**Exercise**
Copy nothing but the lines running from the one containing "shaped like [52,289]." through the end of the listing below. Drop the pictures.

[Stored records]
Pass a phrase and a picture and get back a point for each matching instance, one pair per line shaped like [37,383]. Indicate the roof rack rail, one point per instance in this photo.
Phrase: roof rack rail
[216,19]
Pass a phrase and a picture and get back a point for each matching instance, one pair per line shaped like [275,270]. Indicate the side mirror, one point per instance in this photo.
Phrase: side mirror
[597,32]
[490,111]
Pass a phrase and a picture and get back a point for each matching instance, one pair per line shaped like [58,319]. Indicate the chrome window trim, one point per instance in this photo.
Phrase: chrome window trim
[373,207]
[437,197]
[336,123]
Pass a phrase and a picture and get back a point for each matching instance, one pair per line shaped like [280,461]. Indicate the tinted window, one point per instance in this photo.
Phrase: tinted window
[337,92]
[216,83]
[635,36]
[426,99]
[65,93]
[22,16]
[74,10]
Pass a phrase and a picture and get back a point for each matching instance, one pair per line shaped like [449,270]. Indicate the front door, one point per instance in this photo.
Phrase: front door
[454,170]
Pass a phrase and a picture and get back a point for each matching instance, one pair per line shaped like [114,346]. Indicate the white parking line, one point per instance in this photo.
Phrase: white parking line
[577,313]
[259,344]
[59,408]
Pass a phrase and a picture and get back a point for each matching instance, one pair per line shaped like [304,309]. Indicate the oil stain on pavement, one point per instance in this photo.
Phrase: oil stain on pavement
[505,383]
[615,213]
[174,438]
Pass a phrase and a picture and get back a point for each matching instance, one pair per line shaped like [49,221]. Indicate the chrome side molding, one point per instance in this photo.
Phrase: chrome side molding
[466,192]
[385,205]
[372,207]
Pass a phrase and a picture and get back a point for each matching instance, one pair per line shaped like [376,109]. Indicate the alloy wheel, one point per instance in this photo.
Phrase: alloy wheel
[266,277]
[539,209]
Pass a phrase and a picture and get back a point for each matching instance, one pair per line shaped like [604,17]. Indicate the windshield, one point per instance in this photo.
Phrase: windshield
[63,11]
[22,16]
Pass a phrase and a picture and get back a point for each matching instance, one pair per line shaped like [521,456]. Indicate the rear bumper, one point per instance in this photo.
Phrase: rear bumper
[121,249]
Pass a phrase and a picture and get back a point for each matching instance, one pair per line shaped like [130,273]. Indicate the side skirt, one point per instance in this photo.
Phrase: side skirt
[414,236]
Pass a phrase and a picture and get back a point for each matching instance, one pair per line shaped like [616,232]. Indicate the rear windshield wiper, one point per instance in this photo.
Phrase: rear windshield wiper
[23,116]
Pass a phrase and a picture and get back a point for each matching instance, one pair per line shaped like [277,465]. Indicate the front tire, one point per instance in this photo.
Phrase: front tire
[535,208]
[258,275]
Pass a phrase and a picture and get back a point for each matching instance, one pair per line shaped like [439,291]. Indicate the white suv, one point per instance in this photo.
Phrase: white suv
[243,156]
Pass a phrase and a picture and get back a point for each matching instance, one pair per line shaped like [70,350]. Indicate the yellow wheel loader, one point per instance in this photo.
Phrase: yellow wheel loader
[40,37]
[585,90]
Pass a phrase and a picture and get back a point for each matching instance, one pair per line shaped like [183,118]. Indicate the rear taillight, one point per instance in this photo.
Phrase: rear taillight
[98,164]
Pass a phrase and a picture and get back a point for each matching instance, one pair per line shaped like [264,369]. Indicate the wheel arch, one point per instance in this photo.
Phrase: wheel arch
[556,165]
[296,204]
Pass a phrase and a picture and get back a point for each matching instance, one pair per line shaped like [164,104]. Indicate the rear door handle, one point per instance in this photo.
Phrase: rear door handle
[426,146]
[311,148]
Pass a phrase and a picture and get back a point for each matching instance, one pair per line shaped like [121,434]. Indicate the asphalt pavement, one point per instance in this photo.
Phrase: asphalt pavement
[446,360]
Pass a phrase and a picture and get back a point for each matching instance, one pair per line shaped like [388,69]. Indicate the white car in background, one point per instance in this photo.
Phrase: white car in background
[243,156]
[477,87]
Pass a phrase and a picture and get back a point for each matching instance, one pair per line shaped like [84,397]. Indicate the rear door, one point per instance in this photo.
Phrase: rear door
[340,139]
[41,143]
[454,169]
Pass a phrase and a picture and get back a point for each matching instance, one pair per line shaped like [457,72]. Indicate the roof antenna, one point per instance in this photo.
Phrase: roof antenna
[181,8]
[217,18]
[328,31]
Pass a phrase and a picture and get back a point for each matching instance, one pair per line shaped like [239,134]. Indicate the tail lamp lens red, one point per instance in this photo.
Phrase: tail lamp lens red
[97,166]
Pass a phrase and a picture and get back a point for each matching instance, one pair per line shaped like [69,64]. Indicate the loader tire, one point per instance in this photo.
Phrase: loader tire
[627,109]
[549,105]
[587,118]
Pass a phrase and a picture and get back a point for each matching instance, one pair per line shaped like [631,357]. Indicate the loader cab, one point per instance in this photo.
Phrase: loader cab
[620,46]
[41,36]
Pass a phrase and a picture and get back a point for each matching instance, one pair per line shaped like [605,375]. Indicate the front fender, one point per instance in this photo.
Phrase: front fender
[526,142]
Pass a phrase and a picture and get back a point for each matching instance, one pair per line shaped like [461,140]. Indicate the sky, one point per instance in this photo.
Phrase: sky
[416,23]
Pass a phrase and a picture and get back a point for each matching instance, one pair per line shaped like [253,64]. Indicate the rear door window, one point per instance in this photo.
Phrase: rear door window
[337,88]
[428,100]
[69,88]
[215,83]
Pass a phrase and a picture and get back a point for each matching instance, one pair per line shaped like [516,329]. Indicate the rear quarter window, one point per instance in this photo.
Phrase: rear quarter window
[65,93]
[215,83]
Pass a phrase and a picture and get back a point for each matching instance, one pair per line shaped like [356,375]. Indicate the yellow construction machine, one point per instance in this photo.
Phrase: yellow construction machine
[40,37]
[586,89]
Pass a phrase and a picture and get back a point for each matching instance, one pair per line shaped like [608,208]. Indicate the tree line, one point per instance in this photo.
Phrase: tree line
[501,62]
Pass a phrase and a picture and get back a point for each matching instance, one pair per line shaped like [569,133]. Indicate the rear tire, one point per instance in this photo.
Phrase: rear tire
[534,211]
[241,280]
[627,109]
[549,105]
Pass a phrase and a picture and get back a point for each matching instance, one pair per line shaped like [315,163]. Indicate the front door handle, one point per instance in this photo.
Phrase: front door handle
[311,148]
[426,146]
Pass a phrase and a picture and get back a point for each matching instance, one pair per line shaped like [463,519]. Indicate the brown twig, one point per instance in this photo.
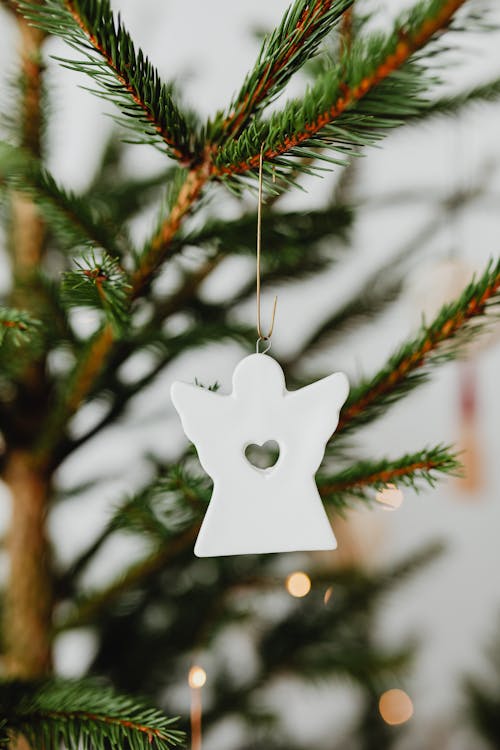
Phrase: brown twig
[183,157]
[306,25]
[383,477]
[419,357]
[404,49]
[113,720]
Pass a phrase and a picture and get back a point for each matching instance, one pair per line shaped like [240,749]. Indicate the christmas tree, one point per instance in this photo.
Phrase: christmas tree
[70,252]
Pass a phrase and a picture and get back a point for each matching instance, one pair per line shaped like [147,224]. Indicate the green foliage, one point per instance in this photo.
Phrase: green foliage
[83,714]
[74,219]
[4,735]
[121,73]
[319,121]
[444,339]
[102,284]
[17,328]
[411,470]
[282,54]
[168,604]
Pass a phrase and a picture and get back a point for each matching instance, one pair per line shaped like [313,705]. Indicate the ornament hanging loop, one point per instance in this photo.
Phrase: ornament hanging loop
[262,336]
[267,342]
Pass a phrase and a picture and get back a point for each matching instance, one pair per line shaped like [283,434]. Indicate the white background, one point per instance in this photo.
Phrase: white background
[453,606]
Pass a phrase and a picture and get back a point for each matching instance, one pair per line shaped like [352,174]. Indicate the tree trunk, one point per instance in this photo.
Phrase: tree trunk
[28,598]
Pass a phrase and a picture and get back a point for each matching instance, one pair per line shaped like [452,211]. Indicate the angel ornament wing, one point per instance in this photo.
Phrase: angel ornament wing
[256,510]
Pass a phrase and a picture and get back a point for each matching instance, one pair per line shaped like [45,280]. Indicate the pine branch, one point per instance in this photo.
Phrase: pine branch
[17,327]
[71,217]
[451,105]
[160,246]
[282,54]
[83,714]
[123,75]
[411,470]
[444,339]
[374,87]
[93,360]
[89,608]
[102,284]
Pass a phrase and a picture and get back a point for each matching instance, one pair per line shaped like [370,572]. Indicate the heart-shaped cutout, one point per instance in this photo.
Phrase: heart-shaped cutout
[263,456]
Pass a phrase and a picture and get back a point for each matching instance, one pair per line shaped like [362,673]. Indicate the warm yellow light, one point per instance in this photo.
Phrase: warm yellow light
[390,497]
[395,706]
[197,677]
[298,584]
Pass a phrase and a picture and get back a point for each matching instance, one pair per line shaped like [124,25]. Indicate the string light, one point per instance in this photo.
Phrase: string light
[390,497]
[298,584]
[197,677]
[395,707]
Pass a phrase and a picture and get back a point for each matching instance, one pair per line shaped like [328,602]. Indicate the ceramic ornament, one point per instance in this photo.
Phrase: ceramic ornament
[255,510]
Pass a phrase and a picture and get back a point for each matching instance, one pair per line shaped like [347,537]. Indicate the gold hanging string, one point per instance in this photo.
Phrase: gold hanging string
[261,334]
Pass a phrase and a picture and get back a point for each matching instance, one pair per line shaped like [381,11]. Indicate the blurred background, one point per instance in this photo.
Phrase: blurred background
[426,210]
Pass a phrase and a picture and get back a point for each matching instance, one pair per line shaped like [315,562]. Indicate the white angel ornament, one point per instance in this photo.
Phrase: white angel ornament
[255,510]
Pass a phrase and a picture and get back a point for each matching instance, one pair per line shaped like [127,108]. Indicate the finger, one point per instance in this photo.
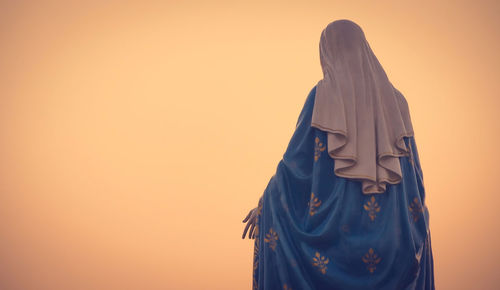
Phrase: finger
[245,231]
[247,217]
[251,231]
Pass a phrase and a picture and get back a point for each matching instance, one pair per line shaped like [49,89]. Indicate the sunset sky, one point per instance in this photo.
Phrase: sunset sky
[136,135]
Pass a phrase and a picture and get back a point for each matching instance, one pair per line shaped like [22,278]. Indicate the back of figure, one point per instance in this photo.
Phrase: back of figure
[339,213]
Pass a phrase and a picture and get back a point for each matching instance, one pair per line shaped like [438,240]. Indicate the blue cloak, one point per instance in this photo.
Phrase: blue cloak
[316,230]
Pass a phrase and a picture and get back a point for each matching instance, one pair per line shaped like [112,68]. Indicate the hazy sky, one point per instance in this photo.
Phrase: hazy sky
[136,135]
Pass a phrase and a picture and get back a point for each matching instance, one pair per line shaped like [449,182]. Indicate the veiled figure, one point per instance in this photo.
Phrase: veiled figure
[314,229]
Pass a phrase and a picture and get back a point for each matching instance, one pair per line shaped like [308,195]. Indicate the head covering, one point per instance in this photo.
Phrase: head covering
[365,117]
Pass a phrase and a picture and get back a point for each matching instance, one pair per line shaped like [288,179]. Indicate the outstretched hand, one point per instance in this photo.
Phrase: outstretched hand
[251,218]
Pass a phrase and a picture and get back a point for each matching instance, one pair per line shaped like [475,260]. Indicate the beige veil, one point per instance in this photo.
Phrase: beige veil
[364,116]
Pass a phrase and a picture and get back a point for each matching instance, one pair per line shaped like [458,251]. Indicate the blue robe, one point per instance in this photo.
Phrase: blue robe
[315,230]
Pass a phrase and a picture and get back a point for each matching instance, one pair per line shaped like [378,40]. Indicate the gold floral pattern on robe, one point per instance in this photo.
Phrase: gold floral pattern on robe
[371,259]
[271,238]
[416,209]
[318,148]
[372,207]
[411,154]
[320,262]
[313,204]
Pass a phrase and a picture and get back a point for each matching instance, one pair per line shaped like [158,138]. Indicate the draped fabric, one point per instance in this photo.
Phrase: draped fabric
[364,115]
[316,230]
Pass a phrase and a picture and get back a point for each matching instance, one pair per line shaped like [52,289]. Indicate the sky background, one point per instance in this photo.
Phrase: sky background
[135,136]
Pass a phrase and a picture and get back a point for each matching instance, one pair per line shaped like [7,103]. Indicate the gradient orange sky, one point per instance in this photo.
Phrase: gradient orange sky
[136,135]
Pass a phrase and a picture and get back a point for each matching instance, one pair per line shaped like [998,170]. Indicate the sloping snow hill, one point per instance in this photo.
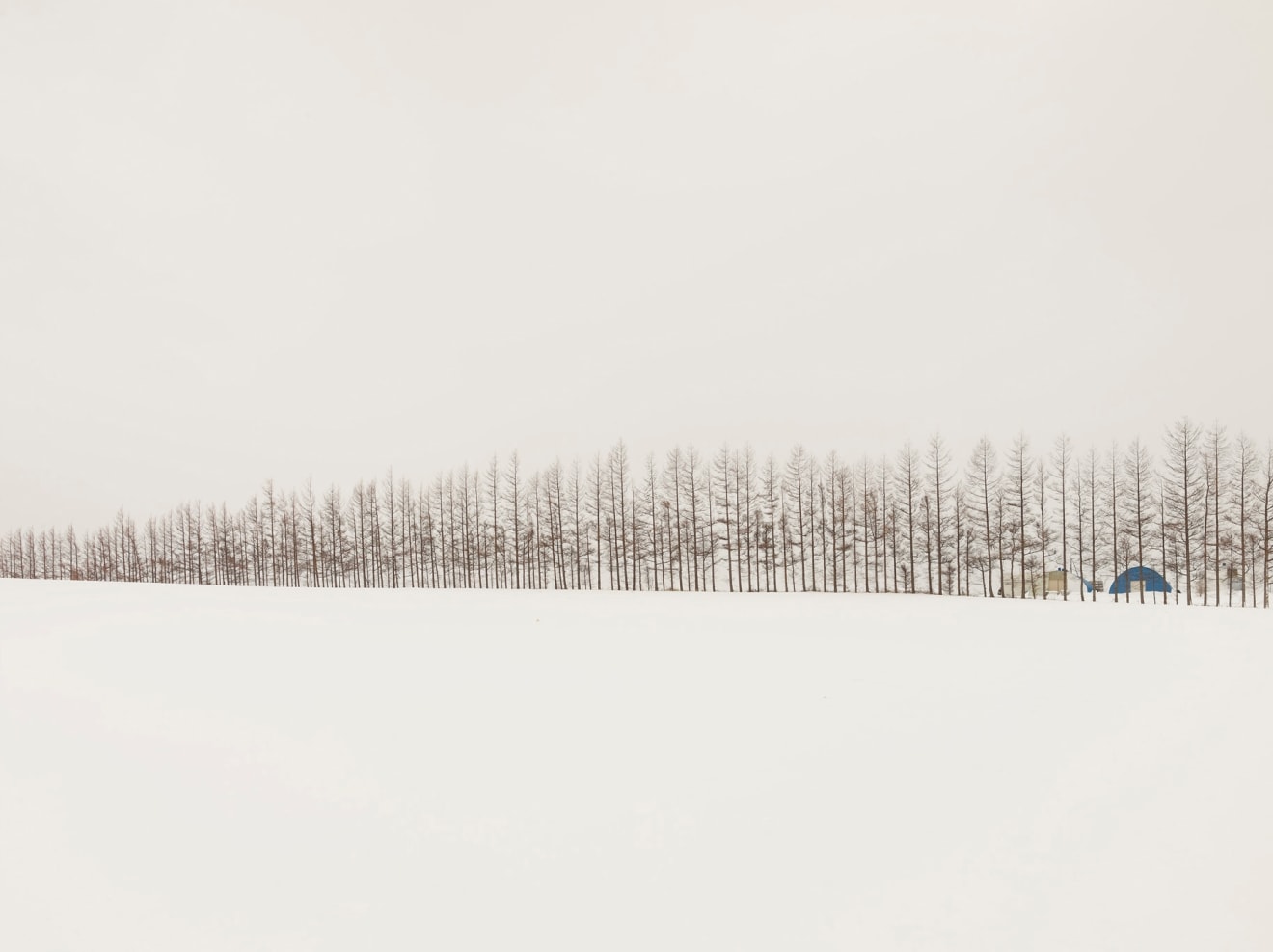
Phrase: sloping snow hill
[245,769]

**Answer below**
Pass a phrase and a picture and get back a point for each matching instance, one pair per line shaped like [52,289]. Indicate the sky background, one point per instance in this photo.
Phrase: sky background
[135,136]
Pass a phrase and a picture and get back a point for each matching instance, one pair per line shaped like [7,103]. Indicate the gradient orange sky, one point per instance in this photo.
Phrase: gradient orange sky
[136,135]
Pass a phrase and a picture and get back a point for each matching instance, one pair per line shaped like [998,170]. Indicate the sloping snow hill, one point per instance in this photo.
Phrase: sloping snow hill
[245,769]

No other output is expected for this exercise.